Natural-language object grounding data
_ _ _

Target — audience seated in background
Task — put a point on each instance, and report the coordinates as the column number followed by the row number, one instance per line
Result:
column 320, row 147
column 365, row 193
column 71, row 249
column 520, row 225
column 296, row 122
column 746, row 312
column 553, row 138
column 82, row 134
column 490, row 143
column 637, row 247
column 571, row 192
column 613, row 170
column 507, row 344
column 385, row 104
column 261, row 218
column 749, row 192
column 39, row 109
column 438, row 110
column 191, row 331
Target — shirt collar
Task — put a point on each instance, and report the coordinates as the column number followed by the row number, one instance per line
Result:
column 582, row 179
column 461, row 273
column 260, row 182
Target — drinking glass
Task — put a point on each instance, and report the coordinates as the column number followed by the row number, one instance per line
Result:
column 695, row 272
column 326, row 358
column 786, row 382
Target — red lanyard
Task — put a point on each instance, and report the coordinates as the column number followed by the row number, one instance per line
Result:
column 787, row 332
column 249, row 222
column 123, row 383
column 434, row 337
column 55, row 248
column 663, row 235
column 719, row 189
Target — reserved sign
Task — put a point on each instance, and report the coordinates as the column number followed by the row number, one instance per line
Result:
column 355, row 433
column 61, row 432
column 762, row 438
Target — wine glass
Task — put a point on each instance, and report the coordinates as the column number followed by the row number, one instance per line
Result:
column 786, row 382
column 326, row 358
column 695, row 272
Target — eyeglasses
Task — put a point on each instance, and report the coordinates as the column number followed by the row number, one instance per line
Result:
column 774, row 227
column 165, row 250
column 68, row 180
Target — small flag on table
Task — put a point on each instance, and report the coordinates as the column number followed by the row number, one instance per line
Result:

_ _ _

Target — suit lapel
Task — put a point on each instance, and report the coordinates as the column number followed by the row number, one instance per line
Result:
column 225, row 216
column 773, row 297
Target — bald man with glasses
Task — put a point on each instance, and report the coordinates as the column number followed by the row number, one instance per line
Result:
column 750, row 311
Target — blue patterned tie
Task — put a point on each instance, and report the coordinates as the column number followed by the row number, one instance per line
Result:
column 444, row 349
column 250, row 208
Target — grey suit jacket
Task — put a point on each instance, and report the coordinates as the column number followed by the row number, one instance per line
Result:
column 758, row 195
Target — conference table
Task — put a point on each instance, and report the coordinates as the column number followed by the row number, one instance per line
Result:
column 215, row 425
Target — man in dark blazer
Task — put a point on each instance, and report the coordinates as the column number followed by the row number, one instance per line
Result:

_ _ _

> Your instructions
Lines containing the word "table": copy every one of them from the records above.

> Solution to the exercise
Target — small flag on table
Target — conference table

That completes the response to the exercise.